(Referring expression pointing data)
________________________________________

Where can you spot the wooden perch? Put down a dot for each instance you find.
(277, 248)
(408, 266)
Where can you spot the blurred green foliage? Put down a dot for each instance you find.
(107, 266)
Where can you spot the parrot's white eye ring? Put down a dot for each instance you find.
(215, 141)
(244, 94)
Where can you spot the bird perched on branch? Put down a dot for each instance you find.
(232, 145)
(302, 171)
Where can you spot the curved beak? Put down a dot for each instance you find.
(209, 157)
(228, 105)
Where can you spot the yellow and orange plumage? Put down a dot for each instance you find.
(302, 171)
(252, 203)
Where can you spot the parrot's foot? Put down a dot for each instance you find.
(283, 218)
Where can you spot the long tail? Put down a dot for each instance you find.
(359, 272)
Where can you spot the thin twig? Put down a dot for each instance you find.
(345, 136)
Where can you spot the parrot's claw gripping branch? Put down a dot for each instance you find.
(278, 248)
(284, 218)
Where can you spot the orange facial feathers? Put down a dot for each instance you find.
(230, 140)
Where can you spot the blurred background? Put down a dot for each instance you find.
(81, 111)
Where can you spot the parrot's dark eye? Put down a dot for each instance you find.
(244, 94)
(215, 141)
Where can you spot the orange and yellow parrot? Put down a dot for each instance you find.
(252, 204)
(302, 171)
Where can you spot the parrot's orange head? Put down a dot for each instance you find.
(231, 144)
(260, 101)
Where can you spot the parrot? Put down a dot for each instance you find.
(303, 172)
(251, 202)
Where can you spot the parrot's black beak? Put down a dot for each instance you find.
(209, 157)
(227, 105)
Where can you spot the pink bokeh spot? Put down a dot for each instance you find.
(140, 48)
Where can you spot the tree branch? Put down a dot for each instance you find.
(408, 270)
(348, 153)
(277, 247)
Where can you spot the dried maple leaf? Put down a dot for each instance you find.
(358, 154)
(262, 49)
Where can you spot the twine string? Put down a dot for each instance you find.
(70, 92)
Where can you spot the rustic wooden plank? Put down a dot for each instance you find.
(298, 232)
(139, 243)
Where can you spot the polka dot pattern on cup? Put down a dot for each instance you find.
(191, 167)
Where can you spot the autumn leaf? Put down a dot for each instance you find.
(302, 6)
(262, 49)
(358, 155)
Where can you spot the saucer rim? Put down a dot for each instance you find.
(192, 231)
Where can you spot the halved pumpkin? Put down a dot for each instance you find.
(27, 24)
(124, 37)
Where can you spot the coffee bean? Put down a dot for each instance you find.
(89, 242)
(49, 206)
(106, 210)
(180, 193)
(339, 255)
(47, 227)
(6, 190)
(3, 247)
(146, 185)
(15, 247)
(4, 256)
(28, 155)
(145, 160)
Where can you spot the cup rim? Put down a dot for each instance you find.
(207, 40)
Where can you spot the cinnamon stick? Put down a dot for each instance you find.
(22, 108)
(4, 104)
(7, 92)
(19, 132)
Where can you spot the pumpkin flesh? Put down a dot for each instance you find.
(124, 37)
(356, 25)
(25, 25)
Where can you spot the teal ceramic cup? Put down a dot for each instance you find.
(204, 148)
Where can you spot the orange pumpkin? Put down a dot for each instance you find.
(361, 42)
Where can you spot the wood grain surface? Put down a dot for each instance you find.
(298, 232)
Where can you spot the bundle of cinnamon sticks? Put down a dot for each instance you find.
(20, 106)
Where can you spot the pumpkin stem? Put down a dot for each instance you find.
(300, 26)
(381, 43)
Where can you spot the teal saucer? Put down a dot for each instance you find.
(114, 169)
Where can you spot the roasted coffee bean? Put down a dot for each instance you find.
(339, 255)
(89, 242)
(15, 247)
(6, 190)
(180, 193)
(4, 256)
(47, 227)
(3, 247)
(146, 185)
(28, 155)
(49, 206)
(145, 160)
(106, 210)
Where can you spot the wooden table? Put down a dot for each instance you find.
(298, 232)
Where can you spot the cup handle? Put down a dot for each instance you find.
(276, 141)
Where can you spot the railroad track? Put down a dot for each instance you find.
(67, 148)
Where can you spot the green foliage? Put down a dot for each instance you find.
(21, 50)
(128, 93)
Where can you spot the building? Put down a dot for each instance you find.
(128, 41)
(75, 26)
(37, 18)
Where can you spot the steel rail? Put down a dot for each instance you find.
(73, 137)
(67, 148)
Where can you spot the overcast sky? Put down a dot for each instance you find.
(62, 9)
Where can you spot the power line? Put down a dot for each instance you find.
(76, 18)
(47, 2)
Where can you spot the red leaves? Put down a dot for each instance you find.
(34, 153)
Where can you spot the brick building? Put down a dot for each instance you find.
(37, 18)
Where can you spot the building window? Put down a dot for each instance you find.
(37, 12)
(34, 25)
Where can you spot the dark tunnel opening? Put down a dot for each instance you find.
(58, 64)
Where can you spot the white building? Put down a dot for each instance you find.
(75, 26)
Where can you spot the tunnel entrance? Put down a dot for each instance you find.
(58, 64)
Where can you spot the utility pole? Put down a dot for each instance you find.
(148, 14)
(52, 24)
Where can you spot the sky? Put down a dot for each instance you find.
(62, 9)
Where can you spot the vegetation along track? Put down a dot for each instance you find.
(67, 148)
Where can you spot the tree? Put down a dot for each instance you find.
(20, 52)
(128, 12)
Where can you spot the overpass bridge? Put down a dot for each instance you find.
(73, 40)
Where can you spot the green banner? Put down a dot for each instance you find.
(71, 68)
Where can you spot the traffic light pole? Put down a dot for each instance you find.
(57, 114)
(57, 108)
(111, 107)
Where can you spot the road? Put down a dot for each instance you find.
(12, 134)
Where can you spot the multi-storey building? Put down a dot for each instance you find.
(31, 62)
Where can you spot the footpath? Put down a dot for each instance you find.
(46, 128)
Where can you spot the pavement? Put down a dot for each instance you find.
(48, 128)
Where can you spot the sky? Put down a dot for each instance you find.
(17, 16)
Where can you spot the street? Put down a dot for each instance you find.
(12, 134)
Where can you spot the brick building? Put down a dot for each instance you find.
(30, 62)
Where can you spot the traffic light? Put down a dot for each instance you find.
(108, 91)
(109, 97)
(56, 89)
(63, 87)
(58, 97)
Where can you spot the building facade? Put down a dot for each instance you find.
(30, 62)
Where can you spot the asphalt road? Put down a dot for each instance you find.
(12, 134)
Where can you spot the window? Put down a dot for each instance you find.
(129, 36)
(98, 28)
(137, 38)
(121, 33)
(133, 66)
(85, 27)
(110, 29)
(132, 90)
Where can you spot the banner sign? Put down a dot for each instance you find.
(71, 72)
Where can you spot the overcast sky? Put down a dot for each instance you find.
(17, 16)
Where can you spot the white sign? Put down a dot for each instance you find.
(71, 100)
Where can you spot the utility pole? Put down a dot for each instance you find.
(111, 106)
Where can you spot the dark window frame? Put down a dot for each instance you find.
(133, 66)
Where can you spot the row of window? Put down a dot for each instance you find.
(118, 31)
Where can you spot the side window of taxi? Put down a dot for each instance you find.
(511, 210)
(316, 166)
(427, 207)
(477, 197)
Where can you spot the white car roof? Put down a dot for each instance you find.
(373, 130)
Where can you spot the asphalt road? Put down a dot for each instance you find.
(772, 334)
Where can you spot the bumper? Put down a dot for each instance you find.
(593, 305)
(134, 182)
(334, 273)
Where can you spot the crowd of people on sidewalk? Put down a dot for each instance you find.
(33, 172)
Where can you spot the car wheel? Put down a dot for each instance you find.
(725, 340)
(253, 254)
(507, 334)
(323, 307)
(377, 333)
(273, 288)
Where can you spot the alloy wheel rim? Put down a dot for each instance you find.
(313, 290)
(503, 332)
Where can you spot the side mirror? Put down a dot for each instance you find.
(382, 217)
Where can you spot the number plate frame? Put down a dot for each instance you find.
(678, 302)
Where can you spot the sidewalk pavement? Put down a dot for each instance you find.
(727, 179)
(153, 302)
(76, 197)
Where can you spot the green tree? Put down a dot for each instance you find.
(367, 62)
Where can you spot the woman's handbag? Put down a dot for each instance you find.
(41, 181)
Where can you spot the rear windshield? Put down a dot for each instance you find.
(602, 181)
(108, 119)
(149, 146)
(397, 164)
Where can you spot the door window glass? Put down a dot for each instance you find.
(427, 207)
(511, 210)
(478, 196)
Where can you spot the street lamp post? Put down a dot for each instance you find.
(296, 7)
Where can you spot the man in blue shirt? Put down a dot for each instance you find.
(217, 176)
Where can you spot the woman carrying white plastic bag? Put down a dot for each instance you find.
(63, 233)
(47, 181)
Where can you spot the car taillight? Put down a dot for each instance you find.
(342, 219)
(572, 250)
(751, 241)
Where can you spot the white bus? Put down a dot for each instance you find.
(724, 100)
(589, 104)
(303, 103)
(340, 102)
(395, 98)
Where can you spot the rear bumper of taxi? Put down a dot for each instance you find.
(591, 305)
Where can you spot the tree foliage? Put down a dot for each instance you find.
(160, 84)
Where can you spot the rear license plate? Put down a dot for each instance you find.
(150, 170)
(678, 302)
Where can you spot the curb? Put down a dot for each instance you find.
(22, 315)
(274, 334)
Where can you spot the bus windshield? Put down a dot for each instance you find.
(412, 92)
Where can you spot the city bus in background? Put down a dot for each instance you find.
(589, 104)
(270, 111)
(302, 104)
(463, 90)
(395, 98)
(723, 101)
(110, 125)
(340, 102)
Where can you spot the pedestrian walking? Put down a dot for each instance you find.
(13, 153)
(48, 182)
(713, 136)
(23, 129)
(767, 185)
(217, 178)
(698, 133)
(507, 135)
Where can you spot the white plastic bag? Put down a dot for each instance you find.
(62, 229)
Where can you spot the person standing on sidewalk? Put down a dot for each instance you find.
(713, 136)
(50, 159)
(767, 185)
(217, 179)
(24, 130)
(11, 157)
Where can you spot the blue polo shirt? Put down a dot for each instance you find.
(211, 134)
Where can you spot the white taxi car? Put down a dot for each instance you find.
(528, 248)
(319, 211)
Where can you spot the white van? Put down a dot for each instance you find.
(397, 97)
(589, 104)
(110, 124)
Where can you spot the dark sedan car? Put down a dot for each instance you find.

________________________________________

* **Try it**
Precisely the line with "Where can you spot the blue" and the lines after it, up to the last line of the entries above, are to be reproduced, and nothing more.

* **Result of this exercise**
Where can you spot the blue polo shirt? Put down a dot for each instance you find.
(211, 134)
Where can you spot the white taxi car? Put down a dot for each instance you find.
(528, 248)
(319, 211)
Where can you spot the white van? Put down a dot for each instance you find.
(397, 97)
(589, 104)
(110, 124)
Where can you spot the dark sedan car? Put down a dot for each instance you find.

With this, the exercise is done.